Text passage
-- begin --

2019 Board
Benh Zeitlin is a writer, director, composer, and founding member of Court 13. His award-winning shorts include Egg, Origins of Electricity, I Get Wet, and Glory at Sea. His work has received support from the New York State Council on the Arts, The Jerome Foundation, Rooftop Films, and the San Francisco Film Society, and Cinereach. His first feature Beasts of the Southern Wild won 74 awards at International Film Festivals including the Grand Jury Prize at Sundance Film Festival, the Camera D'Or at Cannes. The film was released by Fox Searchlight and was nominated for Best Picture, Best Director, Best Actress, and Best Adapted Screenplay at the 2013 Academy Awards. Since then he has founded Court 13 Arts, and continues to develop his second feature film Wendy from his home in New Orleans, Louisiana.
Jane Geisler is a New Orleans-based film editor. She has edited award-winning short films, documentaries, music videos, branded content, and commercials for national broadcast. Her work in documentary features has included films on New Orleans’ dance culture, the Confederate monument controversy, and mining on indigenous lands across the globe. Jane attended the University of Mary Washington and the London Film Academy and is a member of both Women in Film and Television Louisiana and the New Orleans chapter of Film Fatales.

-- end --

Data block
-- begin --

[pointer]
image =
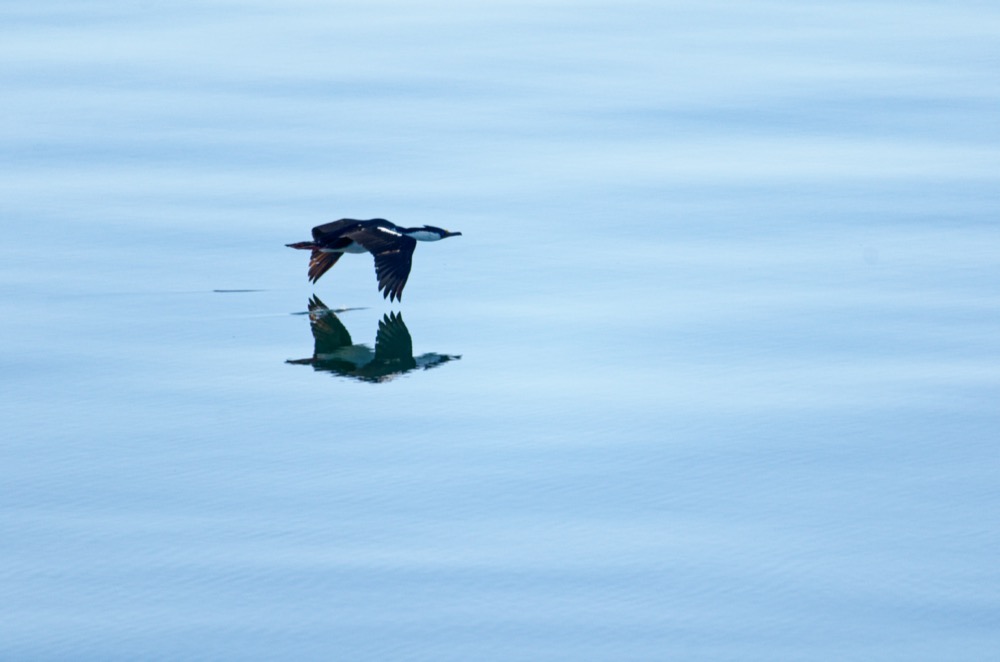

-- end --

Requirements
[A] Reproduce the stretch of the 2019 Board bios from "Jane Geisler is" through "of Film Fatales.".
[B] Turn the paragraph of the 2019 Board bios that begins "Jane Geisler is a New Orleans-based film editor" into a short bulleted list that keeps its main facts.
[C] Write what comes next in the 2019 Board bios, starting after the final sentence shown.

The results
[A]
Jane Geisler is a New Orleans-based film editor. She has edited award-winning short films, documentaries, music videos, branded content, and commercials for national broadcast. Her work in documentary features has included films on New Orleans’ dance culture, the Confederate monument controversy, and mining on indigenous lands across the globe. Jane attended the University of Mary Washington and the London Film Academy and is a member of both Women in Film and Television Louisiana and the New Orleans chapter of Film Fatales.

[B]
- Film editor based in New Orleans
- Has edited award-winning short films, documentaries, music videos, branded content, and commercials for national broadcast
- Documentary features she has worked on cover New Orleans' dance culture, the Confederate monument controversy, and mining on indigenous lands across the globe
- Attended the University of Mary Washington and the London Film Academy
- Member of Women in Film and Television Louisiana and the New Orleans chapter of Film Fatales

[C]
Susan Brennan is the 2016 Women in Film and Television Louisiana Iris Award winner. A graduate of Trinity Episcopal School, Isidore Newman School and Vanderbilt University, Susan is a lifelong resident of New Orleans.
Brennan is the owner and developer of Second Line Stages, the first LEED Gold certified, state of the art, sustainable sound stages in the United States, in addition to being a real estate developer and former board chairman of Prospect New Orleans Art Triennial. Boards include The Metropolitan Crime Commission, Prospect New Orleans, Young Life, Bureau of Governmental Research, and honorary director of the New Orleans Film Society.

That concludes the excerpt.